*EXERCISE OBJECTIVE:*
Reproduce each line of the listing exactly.

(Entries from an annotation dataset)
++++++++
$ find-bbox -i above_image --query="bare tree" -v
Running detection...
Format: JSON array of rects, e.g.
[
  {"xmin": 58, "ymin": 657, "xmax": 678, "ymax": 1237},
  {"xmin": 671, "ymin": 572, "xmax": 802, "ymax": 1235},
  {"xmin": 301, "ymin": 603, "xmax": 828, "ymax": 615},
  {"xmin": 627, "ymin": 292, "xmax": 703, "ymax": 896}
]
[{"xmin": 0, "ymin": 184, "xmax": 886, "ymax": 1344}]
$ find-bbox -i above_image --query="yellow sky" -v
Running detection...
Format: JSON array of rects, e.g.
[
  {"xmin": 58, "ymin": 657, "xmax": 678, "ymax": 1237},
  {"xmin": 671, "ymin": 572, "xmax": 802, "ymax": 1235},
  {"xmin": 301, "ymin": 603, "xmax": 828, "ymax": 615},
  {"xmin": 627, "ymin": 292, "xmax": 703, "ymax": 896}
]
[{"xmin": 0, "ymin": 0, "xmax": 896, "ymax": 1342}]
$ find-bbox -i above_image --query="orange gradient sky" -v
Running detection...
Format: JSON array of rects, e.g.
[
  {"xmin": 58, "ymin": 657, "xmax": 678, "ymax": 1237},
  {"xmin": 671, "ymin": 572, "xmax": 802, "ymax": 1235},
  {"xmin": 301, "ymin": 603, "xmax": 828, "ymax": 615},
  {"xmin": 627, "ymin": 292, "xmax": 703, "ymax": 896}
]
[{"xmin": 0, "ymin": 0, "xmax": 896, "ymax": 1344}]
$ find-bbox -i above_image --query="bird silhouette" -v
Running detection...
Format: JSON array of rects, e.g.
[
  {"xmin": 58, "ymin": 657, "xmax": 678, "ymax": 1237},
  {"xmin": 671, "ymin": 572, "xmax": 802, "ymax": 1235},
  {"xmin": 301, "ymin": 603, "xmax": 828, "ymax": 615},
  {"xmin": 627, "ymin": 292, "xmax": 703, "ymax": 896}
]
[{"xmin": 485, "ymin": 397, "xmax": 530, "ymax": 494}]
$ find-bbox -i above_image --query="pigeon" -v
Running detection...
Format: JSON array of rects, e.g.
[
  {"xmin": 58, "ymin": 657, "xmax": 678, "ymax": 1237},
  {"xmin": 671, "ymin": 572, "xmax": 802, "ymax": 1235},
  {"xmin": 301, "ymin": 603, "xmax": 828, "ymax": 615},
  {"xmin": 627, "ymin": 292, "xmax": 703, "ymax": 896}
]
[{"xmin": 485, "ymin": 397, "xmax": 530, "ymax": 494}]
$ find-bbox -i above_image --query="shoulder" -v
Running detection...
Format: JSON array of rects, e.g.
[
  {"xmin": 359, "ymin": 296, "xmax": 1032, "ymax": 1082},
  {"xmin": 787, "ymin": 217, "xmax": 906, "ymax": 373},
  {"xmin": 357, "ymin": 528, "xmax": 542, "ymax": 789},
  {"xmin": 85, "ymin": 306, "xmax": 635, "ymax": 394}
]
++++++++
*EXERCISE ANSWER:*
$ find-bbox -i above_image --query="bare tree" -v
Running detection...
Format: JSON array of rects, e.g.
[
  {"xmin": 58, "ymin": 657, "xmax": 678, "ymax": 1237},
  {"xmin": 671, "ymin": 572, "xmax": 802, "ymax": 1235},
  {"xmin": 301, "ymin": 603, "xmax": 828, "ymax": 615},
  {"xmin": 627, "ymin": 292, "xmax": 703, "ymax": 896}
]
[{"xmin": 0, "ymin": 184, "xmax": 886, "ymax": 1344}]
$ find-bbox -i above_image --query="yellow sky" -v
Running detection...
Format: JSON array of rects, e.g.
[
  {"xmin": 58, "ymin": 657, "xmax": 678, "ymax": 1237},
  {"xmin": 671, "ymin": 572, "xmax": 802, "ymax": 1235},
  {"xmin": 301, "ymin": 603, "xmax": 828, "ymax": 615},
  {"xmin": 627, "ymin": 292, "xmax": 703, "ymax": 896}
]
[{"xmin": 0, "ymin": 0, "xmax": 896, "ymax": 1342}]
$ find-bbox -i above_image --query="orange gradient sky" -v
Running detection...
Format: JSON array of rects, e.g.
[
  {"xmin": 58, "ymin": 657, "xmax": 678, "ymax": 1237},
  {"xmin": 671, "ymin": 572, "xmax": 802, "ymax": 1235},
  {"xmin": 301, "ymin": 603, "xmax": 828, "ymax": 615},
  {"xmin": 627, "ymin": 292, "xmax": 703, "ymax": 896}
]
[{"xmin": 0, "ymin": 0, "xmax": 896, "ymax": 1344}]
$ find-bbox -i above_image --query="bird silhouette" -v
Running detection...
Format: JSON array of rects, e.g.
[
  {"xmin": 58, "ymin": 657, "xmax": 678, "ymax": 1237},
  {"xmin": 671, "ymin": 572, "xmax": 802, "ymax": 1235},
  {"xmin": 301, "ymin": 603, "xmax": 828, "ymax": 615},
  {"xmin": 627, "ymin": 292, "xmax": 703, "ymax": 896}
]
[{"xmin": 485, "ymin": 397, "xmax": 530, "ymax": 494}]
$ find-bbox -i above_image --query="pigeon" -v
Running detection...
Format: JSON array of rects, e.g.
[
  {"xmin": 58, "ymin": 657, "xmax": 678, "ymax": 1237},
  {"xmin": 671, "ymin": 572, "xmax": 802, "ymax": 1235},
  {"xmin": 301, "ymin": 603, "xmax": 828, "ymax": 615},
  {"xmin": 627, "ymin": 292, "xmax": 703, "ymax": 896}
]
[{"xmin": 485, "ymin": 397, "xmax": 530, "ymax": 494}]
$ find-bbox -i above_image --query="shoulder" -v
Running detection...
Format: JSON array of rects, e.g.
[
  {"xmin": 359, "ymin": 296, "xmax": 1032, "ymax": 1082},
  {"xmin": 787, "ymin": 217, "xmax": 906, "ymax": 373},
  {"xmin": 357, "ymin": 528, "xmax": 542, "ymax": 789},
  {"xmin": 85, "ymin": 306, "xmax": 635, "ymax": 394}
]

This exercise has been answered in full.